> **Material supplied**
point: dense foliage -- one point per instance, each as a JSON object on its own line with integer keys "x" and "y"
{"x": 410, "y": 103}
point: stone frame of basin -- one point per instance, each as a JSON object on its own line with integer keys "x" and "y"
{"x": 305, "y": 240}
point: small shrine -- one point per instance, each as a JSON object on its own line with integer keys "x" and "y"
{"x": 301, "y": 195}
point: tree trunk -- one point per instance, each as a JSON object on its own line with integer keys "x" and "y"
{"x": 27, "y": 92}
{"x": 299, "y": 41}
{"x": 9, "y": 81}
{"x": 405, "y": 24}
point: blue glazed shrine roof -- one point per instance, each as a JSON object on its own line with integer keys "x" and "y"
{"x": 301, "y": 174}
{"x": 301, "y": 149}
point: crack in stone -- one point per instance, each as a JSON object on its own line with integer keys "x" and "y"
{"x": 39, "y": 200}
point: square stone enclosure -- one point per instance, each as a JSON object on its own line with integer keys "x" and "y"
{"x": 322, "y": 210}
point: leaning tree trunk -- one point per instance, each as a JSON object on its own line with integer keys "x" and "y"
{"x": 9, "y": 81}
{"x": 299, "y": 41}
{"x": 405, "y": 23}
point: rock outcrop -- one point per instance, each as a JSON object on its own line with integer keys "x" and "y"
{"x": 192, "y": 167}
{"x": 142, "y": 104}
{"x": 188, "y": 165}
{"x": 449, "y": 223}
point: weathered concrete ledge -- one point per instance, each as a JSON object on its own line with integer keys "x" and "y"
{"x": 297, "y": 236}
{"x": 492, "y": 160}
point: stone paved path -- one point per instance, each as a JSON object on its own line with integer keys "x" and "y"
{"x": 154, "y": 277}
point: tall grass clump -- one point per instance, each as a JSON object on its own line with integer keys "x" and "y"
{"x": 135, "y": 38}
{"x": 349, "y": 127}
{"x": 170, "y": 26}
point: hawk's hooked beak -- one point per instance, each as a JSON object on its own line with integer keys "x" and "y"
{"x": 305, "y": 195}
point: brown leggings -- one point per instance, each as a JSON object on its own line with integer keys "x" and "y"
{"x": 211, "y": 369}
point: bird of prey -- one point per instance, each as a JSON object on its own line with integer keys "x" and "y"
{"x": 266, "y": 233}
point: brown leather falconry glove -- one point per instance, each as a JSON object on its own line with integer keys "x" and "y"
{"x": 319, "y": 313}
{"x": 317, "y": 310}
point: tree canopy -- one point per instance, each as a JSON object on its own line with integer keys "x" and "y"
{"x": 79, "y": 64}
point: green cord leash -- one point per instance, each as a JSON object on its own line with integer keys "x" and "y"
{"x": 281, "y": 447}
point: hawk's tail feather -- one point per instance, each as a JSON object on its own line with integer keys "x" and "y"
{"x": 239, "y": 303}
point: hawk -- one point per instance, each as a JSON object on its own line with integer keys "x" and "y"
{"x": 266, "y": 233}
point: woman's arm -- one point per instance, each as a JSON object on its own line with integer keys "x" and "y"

> **Task requirements**
Please reproduce every item above word for word, without changing anything.

> **Result of the task**
point: dense foliage -- one point per instance, each as a JSON object on its own line with integer keys "x" and "y"
{"x": 410, "y": 103}
point: stone frame of basin -- one point per instance, each as a JSON object on its own line with integer keys "x" and "y"
{"x": 305, "y": 240}
point: small shrine -- one point per instance, each as a JSON object on its own line with integer keys "x" and "y"
{"x": 301, "y": 195}
point: tree trunk -- one point per instance, each as a JSON object on its own line with integer keys "x" and "y"
{"x": 27, "y": 92}
{"x": 299, "y": 41}
{"x": 9, "y": 81}
{"x": 405, "y": 24}
point: blue glazed shrine roof -- one point per instance, each as a JSON object on its own line with integer keys "x" and "y"
{"x": 301, "y": 174}
{"x": 301, "y": 149}
point: crack in stone -- one point per instance, each as a JSON object on its own line with integer keys "x" and "y"
{"x": 39, "y": 200}
point: square stone enclosure -- one point per instance, each as a JSON object on its own line with integer keys "x" and "y"
{"x": 322, "y": 210}
point: leaning tree trunk -- one point per instance, each as a JSON object on its own line with integer keys "x" and "y"
{"x": 9, "y": 81}
{"x": 299, "y": 41}
{"x": 405, "y": 23}
point: rock outcrop -- one point per instance, each as a JSON object on its own line with integer keys "x" and "y"
{"x": 192, "y": 167}
{"x": 142, "y": 104}
{"x": 188, "y": 165}
{"x": 449, "y": 223}
point: weathered concrete ledge -- one point per instance, each as a JSON object on its own line with integer keys "x" and "y"
{"x": 297, "y": 236}
{"x": 492, "y": 160}
point: stone paved path -- one point per instance, each as a JSON object on its own line with integer keys "x" and "y"
{"x": 154, "y": 277}
point: tall grass clump -- one point per instance, each as a JSON object on its own line with integer keys "x" and "y"
{"x": 135, "y": 38}
{"x": 349, "y": 127}
{"x": 170, "y": 26}
point: hawk's hooked beak -- one point per instance, each as a JSON object on its own line with integer keys "x" and "y"
{"x": 305, "y": 195}
point: brown leggings -- one point per instance, each as a JSON object on its own line with integer keys "x" and "y"
{"x": 211, "y": 369}
point: bird of prey -- one point per instance, each as a JSON object on its own line with integer keys "x" and "y"
{"x": 266, "y": 233}
point: brown leather falconry glove -- one point per instance, each as a JSON object on its own line with integer keys "x" and "y"
{"x": 319, "y": 313}
{"x": 317, "y": 310}
point: tree canopy -- one point per instance, each as a JSON object on its own line with integer keys "x" and "y"
{"x": 79, "y": 64}
point: green cord leash -- one point per instance, each as a JSON object on its own line with integer keys "x" and "y"
{"x": 281, "y": 447}
point: hawk's tail feather -- one point per instance, each as a JSON object on its own line with integer keys "x" and "y"
{"x": 239, "y": 303}
point: hawk -- one point per instance, each as a JSON object on its own line with integer keys "x" and "y"
{"x": 266, "y": 233}
point: woman's arm -- one point per instance, each as a JSON object on its own line with integer keys "x" and "y"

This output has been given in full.